• **PASSAGE GIVEN**:

--- Quote Start ---
I am playing with the PCIE testbench simulation today, Now I understood that BAR is one to one mapped between the RC and EP. I think in my case BAR0/1 is used for simple memory read/write
--- Quote End ---
Think of the BAR as the interface needed by the host (the RC). The only way the host can talk to the PCIe EP is via the BAR.
--- Quote Start ---
and BAR2 is used for DMA.
--- Quote End ---
Not quite, you need to be clear in your descriptions, so its clear that you understand what is going on.
The DMA controller must be a PCIe bus master and so it generates its own 64-bit addresses. If the RC needs to program the DMA controller, then the DMA control registers might live in BAR2.
--- Quote Start ---
I understand the basics of DMA which frees the CPU from handling all the data moving work. (isn't still require a method to tell the EP which address to start?)
--- Quote End ---
The RC needs to program the EP DMA controller registers.

• **COLLECTED MATERIAL**:
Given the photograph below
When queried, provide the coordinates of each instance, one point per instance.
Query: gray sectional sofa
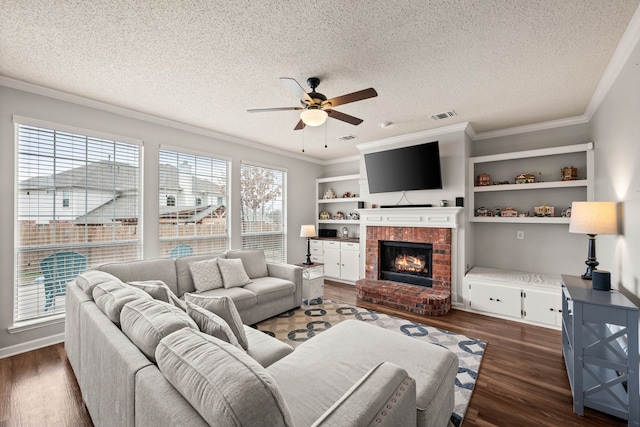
(351, 375)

• **WRITTEN TASKS**:
1 > Answer the following questions using the PCIe thread.
(a) What is the only way the host can talk to the PCIe EP?
(b) What must the DMA controller be, and what does it generate?
(c) What does the RC need to program?
2 > Revise the PCIe thread from "The DMA controller must" up to and including "live in BAR2.", replacing "64-bit" with "32-bit".

• **WORKED ANSWERS**:
1 >
(a) Via the BAR.
(b) It must be a PCIe bus master, and it generates its own 64-bit addresses.
(c) The EP DMA controller registers.

2 >
The DMA controller must be a PCIe bus master and so it generates its own 32-bit addresses. If the RC needs to program the DMA controller, then the DMA control registers might live in BAR2.